» **Activity**: Find the line containing "TARGET: shadow on pavement" in the entries below. Restate it and each line after it, word for word, up to and including the line containing "TARGET: man in dark jacket".

» **Records shown**:
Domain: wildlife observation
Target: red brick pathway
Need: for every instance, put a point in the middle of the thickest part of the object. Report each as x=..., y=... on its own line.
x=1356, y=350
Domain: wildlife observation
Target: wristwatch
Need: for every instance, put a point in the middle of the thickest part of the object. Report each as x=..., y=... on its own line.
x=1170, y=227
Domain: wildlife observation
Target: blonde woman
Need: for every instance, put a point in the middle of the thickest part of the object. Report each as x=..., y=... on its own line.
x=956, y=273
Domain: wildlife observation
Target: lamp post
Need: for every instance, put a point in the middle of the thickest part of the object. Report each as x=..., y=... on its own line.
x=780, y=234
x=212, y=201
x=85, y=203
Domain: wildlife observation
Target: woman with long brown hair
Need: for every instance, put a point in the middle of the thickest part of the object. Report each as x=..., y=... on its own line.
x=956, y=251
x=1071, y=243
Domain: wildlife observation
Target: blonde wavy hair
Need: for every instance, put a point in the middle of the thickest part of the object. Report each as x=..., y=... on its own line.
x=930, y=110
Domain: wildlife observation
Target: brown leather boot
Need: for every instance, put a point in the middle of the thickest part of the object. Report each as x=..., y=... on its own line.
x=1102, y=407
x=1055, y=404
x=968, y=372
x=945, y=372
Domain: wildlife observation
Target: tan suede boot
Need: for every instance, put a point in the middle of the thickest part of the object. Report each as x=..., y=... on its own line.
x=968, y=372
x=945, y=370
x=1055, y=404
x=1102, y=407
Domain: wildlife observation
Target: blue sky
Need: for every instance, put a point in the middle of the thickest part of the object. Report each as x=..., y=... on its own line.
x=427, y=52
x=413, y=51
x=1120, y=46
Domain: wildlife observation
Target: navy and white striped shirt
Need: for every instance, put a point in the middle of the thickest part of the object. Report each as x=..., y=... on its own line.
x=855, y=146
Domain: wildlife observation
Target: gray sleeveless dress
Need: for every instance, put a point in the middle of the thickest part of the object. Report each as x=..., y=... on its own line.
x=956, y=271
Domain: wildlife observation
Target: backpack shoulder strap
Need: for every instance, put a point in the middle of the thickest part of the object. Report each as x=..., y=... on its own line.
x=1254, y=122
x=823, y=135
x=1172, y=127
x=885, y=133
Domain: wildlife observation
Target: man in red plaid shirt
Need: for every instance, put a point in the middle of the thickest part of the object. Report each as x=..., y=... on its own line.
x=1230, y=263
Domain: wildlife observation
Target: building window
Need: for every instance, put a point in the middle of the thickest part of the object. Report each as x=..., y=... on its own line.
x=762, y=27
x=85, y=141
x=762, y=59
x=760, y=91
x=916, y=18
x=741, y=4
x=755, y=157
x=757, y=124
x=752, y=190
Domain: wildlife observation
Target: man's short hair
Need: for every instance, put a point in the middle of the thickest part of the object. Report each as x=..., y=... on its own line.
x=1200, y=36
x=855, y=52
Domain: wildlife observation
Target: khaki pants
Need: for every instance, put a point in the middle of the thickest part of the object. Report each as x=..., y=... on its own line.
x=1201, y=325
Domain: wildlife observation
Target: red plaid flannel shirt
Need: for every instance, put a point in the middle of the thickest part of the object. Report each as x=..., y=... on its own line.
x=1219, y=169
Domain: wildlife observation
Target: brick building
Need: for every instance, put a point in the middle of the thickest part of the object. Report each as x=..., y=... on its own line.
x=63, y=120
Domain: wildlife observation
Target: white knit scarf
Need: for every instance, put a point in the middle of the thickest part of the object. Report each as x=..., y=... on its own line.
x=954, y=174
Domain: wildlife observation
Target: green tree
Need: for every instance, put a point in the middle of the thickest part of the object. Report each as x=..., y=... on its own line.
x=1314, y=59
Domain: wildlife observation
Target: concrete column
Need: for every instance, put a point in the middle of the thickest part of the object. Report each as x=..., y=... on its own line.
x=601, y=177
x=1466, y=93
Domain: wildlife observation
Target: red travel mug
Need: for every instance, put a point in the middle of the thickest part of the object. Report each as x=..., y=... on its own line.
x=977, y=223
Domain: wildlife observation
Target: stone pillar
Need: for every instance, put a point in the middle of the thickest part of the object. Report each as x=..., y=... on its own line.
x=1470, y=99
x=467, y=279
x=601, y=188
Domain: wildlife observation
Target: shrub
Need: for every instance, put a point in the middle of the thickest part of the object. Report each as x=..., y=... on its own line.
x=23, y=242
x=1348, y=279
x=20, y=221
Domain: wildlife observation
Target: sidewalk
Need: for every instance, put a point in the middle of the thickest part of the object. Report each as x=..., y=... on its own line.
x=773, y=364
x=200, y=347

--

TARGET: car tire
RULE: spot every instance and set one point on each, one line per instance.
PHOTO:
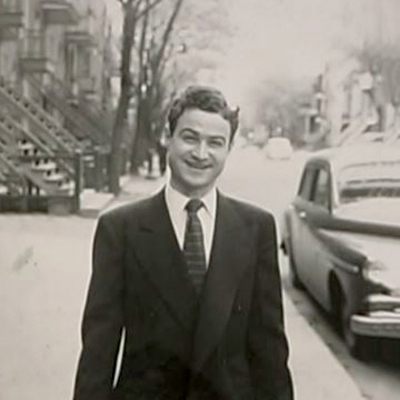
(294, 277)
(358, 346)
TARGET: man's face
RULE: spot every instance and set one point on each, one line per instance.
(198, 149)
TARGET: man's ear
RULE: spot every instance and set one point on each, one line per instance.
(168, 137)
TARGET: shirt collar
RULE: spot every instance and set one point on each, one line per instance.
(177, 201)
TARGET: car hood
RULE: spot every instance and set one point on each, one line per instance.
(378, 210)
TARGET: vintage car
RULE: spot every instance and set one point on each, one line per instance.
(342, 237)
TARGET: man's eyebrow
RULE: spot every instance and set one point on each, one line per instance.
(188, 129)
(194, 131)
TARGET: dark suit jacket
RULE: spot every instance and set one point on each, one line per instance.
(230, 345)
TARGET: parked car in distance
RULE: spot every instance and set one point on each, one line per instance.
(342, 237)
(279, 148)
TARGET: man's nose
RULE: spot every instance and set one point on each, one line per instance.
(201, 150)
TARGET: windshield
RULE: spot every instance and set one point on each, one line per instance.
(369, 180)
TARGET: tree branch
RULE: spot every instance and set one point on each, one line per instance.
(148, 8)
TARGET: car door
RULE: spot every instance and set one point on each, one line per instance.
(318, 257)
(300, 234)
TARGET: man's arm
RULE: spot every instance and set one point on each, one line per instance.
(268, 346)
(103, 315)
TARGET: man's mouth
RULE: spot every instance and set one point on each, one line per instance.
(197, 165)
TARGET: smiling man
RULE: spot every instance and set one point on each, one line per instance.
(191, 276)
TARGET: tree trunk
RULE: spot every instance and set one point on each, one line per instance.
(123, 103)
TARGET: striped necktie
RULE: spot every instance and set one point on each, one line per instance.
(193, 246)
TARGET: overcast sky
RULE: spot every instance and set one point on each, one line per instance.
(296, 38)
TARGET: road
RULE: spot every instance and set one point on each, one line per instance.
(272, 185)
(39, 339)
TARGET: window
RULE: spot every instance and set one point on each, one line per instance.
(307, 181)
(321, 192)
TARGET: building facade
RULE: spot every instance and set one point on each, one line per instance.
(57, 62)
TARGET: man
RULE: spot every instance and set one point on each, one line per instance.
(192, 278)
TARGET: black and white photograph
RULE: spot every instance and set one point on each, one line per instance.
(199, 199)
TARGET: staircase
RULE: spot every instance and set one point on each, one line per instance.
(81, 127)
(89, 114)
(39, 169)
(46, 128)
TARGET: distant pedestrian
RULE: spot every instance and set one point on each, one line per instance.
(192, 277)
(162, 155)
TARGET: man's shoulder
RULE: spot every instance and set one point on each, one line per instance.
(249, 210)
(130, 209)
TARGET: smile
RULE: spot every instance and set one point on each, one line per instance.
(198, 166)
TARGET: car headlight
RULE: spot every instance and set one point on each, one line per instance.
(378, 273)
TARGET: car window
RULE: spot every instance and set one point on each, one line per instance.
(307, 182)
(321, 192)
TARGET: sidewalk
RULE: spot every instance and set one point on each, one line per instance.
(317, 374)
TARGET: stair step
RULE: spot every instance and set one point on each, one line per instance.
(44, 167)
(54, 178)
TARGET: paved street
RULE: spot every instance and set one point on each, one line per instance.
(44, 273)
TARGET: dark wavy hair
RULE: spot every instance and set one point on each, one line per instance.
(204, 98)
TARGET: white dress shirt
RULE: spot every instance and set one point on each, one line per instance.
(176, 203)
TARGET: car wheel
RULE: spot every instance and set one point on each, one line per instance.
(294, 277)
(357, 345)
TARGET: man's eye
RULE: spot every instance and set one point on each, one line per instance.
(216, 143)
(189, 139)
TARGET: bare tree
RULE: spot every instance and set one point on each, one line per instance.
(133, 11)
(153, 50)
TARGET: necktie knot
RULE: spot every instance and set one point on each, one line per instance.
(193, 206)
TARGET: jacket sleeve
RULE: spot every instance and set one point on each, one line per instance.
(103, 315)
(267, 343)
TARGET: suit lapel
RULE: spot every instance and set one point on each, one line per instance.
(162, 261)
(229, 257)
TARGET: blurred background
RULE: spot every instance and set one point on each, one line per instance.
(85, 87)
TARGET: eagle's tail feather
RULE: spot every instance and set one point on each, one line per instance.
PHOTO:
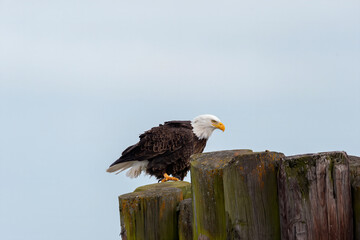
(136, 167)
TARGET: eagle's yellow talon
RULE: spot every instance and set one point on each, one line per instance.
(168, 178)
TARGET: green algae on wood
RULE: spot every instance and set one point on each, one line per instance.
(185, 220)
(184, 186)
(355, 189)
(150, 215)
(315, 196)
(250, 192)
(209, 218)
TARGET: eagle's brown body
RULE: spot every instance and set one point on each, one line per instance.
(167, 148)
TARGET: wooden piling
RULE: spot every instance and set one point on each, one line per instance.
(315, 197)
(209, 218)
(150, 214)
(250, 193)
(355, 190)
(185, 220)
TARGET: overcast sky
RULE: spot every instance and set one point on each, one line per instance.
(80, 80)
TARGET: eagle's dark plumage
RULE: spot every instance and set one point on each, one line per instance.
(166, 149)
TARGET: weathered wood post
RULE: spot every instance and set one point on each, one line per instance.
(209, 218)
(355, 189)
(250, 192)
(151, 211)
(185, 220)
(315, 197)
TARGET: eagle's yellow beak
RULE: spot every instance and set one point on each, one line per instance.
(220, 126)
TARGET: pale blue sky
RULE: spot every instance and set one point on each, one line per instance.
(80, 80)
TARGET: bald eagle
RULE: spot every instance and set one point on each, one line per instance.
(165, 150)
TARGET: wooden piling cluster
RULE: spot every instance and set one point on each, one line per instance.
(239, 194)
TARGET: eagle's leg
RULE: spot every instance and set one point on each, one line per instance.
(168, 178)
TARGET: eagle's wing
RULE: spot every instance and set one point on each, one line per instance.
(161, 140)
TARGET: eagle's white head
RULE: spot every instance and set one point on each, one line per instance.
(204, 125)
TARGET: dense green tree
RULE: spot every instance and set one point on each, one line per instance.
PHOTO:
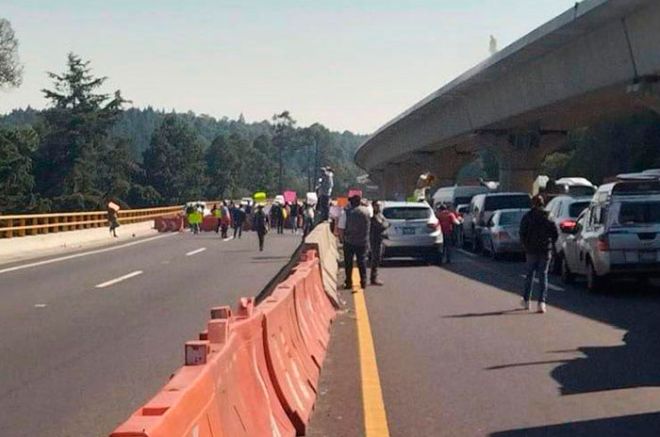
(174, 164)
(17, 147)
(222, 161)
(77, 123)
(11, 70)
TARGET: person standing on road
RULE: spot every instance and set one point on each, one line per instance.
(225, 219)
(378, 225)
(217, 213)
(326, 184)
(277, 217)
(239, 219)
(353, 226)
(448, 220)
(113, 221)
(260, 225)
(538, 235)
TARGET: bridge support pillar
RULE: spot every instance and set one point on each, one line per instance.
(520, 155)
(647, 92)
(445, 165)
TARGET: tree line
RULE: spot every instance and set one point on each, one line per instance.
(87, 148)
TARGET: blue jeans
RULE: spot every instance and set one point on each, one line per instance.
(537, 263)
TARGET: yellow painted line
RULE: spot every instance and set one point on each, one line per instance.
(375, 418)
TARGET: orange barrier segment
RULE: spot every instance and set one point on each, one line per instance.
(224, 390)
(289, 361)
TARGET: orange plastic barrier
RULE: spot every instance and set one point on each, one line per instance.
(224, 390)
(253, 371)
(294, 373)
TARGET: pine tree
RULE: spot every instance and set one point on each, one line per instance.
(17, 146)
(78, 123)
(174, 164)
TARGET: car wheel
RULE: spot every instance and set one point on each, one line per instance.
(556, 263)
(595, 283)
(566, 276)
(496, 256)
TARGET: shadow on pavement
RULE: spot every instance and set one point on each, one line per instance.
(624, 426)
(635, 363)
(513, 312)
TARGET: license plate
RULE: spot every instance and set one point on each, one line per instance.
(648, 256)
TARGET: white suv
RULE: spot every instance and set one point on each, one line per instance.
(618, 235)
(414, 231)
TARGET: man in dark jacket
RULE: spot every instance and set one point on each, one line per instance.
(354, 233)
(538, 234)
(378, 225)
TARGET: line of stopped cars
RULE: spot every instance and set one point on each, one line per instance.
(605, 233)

==

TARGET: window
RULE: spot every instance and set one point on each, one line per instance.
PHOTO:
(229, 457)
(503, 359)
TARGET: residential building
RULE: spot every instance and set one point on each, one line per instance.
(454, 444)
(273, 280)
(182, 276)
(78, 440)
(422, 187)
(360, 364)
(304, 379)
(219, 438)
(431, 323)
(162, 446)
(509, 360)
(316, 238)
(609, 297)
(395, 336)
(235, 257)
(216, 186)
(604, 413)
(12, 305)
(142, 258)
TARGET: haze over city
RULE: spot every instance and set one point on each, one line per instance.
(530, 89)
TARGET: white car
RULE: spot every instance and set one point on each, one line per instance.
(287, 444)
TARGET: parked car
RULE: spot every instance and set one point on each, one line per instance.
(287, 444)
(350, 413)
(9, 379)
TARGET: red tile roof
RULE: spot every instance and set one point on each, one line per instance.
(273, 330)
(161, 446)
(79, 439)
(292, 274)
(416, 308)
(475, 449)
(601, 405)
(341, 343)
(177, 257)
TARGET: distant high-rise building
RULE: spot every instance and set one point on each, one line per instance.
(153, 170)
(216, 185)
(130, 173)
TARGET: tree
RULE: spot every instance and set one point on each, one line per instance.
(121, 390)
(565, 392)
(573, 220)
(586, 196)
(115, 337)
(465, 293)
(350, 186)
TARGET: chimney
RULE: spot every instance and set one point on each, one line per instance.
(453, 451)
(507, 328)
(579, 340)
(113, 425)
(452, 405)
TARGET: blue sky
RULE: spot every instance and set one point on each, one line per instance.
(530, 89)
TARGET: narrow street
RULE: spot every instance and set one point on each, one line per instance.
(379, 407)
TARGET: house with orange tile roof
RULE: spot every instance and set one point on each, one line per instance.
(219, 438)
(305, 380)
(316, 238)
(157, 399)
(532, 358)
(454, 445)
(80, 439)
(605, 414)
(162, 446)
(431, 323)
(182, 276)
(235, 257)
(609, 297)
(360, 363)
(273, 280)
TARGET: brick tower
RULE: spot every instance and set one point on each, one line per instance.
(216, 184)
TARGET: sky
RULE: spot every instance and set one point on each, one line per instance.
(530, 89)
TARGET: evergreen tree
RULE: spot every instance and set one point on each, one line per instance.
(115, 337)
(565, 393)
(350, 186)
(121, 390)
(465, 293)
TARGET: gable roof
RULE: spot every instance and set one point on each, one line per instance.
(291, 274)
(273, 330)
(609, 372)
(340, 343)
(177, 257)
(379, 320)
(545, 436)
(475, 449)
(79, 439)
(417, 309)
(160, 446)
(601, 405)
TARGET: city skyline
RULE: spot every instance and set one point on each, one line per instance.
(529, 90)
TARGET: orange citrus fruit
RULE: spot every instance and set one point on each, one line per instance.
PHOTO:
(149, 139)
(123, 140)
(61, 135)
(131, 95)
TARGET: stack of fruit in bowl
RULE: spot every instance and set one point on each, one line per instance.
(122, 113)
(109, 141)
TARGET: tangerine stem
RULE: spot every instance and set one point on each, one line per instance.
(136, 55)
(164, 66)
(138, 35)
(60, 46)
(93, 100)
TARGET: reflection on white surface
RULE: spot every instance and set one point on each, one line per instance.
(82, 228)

» **Reply**:
TARGET: shadow on pavement
RULE: spot every instance and set one point on each, one line per instance.
(624, 426)
(635, 363)
(513, 312)
TARGET: license plate
RULE: spot every instance and set one point on each, one line per instance.
(648, 256)
TARGET: white suv
RULE: spot every instance and set one point on each, one line per instance.
(618, 235)
(414, 231)
TARGET: man in dark jacket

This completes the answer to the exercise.